Problem statement. Would you retype all of these records exactly?

::: Information shown :::

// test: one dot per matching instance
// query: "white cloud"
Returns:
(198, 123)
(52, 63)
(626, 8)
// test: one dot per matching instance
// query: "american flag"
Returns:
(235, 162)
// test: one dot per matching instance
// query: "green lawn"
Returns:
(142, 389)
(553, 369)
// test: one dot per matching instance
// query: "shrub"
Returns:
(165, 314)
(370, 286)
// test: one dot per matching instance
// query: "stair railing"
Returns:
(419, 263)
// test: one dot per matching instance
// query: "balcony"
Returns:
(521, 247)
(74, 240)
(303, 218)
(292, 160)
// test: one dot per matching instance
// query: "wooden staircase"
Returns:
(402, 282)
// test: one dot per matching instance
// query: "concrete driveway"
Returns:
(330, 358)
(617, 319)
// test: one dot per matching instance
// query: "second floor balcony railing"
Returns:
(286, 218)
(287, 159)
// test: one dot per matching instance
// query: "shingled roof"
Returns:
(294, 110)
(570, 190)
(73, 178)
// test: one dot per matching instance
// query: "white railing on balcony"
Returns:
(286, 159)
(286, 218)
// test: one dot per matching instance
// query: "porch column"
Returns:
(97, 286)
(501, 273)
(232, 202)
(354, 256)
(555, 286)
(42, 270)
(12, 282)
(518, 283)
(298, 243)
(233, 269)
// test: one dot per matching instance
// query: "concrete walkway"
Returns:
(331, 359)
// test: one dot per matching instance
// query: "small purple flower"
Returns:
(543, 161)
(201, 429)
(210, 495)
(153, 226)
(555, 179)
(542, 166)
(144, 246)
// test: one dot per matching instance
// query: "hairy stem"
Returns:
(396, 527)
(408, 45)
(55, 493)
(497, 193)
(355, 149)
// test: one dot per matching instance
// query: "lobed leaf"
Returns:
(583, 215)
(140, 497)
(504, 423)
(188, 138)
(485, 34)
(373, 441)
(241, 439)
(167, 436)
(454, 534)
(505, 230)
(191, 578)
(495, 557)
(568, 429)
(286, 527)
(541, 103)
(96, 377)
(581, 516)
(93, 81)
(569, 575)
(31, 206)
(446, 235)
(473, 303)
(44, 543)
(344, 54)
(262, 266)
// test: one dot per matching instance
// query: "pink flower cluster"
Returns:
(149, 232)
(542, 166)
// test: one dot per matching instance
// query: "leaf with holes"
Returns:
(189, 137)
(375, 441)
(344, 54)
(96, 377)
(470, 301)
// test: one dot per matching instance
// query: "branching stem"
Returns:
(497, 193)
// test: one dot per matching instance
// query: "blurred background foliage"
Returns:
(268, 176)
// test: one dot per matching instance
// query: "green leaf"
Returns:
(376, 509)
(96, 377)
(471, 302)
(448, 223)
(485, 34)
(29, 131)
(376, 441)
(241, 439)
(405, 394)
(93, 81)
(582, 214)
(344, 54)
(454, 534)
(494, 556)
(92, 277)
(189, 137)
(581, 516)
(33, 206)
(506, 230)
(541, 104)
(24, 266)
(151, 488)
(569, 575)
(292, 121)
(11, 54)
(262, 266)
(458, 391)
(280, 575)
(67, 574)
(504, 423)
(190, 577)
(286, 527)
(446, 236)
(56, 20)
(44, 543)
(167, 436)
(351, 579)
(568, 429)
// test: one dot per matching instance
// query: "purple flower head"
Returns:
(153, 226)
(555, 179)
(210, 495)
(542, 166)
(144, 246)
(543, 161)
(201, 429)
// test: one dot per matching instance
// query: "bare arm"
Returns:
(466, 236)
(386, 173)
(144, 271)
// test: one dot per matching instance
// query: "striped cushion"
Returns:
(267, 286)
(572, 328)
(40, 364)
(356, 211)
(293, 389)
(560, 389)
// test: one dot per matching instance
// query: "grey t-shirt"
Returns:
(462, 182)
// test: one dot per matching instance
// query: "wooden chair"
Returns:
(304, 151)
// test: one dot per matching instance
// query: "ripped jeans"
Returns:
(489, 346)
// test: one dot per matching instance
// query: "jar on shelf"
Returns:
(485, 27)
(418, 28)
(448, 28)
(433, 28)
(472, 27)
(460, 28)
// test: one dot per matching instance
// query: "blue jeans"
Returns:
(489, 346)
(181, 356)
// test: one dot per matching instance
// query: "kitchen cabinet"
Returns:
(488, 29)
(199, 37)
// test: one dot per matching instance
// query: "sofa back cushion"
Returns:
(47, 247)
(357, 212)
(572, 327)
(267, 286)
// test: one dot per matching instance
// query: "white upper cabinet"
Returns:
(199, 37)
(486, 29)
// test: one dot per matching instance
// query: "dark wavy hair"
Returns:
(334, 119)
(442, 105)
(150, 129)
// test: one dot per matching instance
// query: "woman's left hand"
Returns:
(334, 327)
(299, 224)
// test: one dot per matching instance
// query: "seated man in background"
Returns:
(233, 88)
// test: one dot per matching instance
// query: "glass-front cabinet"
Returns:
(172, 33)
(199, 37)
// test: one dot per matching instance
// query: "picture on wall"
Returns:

:::

Exercise result.
// test: one dot per matching instance
// query: "white cloud"
Returns:
(198, 123)
(52, 63)
(626, 8)
// test: one dot per matching instance
// query: "american flag"
Returns:
(235, 162)
// test: one dot per matching instance
// query: "green lawn"
Returns:
(142, 389)
(553, 369)
// test: one dot per matching instance
// query: "shrub"
Returns:
(165, 314)
(370, 286)
// test: one dot per matching instance
// query: "stair railing"
Returns:
(419, 263)
// test: one dot per matching instance
// query: "balcony"
Returns:
(521, 247)
(74, 240)
(303, 218)
(292, 160)
// test: one dot per matching instance
// query: "wooden staircase"
Returns:
(402, 282)
// test: one dot per matching instance
// query: "concrete driveway"
Returns:
(330, 358)
(617, 319)
// test: one dot per matching instance
// query: "second floor balcony railing"
Returns:
(286, 218)
(287, 159)
// test: one dot per matching instance
// query: "shingled roof"
Returns:
(294, 110)
(570, 190)
(73, 178)
// test: one dot per matching instance
// query: "white railing on balcony"
Returns:
(286, 159)
(286, 218)
// test: one dot per matching instance
// query: "porch column"
Returns:
(97, 286)
(501, 273)
(232, 202)
(354, 256)
(555, 286)
(42, 270)
(12, 282)
(518, 283)
(298, 243)
(233, 269)
// test: one dot per matching instance
// query: "concrete walkway"
Returns:
(331, 359)
// test: one dot per matching instance
// query: "small purple flower"
Returns:
(543, 161)
(201, 429)
(210, 495)
(153, 226)
(555, 179)
(542, 166)
(144, 246)
// test: one dot per matching instance
// query: "hairy stem"
Returns:
(396, 527)
(408, 45)
(55, 493)
(497, 193)
(355, 149)
// test: one dot per matching instance
// query: "lobed leaf"
Returns:
(583, 215)
(140, 497)
(504, 423)
(188, 138)
(485, 34)
(373, 441)
(241, 439)
(167, 436)
(454, 534)
(505, 230)
(191, 578)
(495, 557)
(568, 429)
(286, 527)
(541, 103)
(96, 377)
(581, 516)
(93, 81)
(569, 575)
(31, 206)
(446, 235)
(473, 303)
(44, 543)
(344, 54)
(262, 266)
// test: one dot per matching instance
// query: "pink flower cluster"
Returns:
(149, 232)
(542, 166)
// test: one dot per matching instance
// query: "leaf with holes"
Returns:
(189, 137)
(375, 441)
(344, 54)
(96, 377)
(470, 301)
// test: one dot per matching instance
// query: "branching stem"
Returns:
(497, 193)
// test: one dot per matching instance
// query: "blurred background foliage"
Returns:
(268, 176)
// test: one dot per matching instance
// query: "green leaf"
Returns:
(376, 509)
(96, 377)
(471, 302)
(448, 223)
(485, 34)
(29, 131)
(376, 441)
(241, 439)
(405, 394)
(93, 81)
(582, 214)
(344, 54)
(454, 534)
(494, 556)
(92, 277)
(189, 137)
(581, 516)
(33, 206)
(506, 230)
(541, 104)
(24, 266)
(151, 488)
(569, 575)
(292, 121)
(11, 54)
(262, 266)
(458, 391)
(280, 575)
(67, 574)
(504, 423)
(190, 577)
(286, 527)
(446, 236)
(56, 20)
(44, 543)
(167, 436)
(351, 579)
(568, 429)
// test: one dot per matching instance
// query: "purple flower head"
Returns:
(153, 226)
(555, 179)
(210, 495)
(542, 166)
(144, 246)
(543, 161)
(201, 429)
// test: one dot per matching instance
// query: "bare arm"
Returns:
(466, 236)
(386, 173)
(144, 271)
// test: one dot per matching instance
// query: "striped cushion"
Returns:
(267, 286)
(572, 328)
(40, 364)
(356, 211)
(293, 389)
(560, 389)
// test: one dot per matching instance
// query: "grey t-shirt"
Returns:
(462, 182)
// test: one dot per matching instance
// query: "wooden chair"
Returns:
(304, 151)
// test: one dot per matching instance
// query: "ripped jeans"
Returns:
(489, 346)
// test: one dot per matching instance
// query: "jar on shelf"
Returns:
(485, 27)
(418, 28)
(448, 28)
(433, 28)
(472, 27)
(460, 28)
// test: one dot per matching instance
// query: "blue jeans"
Returns:
(489, 346)
(181, 356)
// test: one dot per matching instance
// query: "kitchen cabinet"
Returns:
(488, 29)
(199, 37)
// test: one dot per matching instance
// query: "sofa back cushion"
Returns:
(47, 247)
(357, 212)
(572, 327)
(267, 286)
// test: one dot per matching instance
// query: "white upper cabinet"
Returns:
(199, 37)
(486, 29)
// test: one dot per matching instance
// query: "dark wavy hair"
Returns:
(334, 119)
(442, 105)
(150, 129)
// test: one dot per matching instance
// query: "woman's left hand"
Returns:
(334, 327)
(299, 224)
// test: one dot per matching instance
// query: "seated man in background"
Returns:
(233, 88)
// test: one dot per matching instance
// query: "glass-front cabinet"
Returns:
(172, 33)
(199, 37)
// test: one dot per matching instance
// query: "picture on wall"
Returns:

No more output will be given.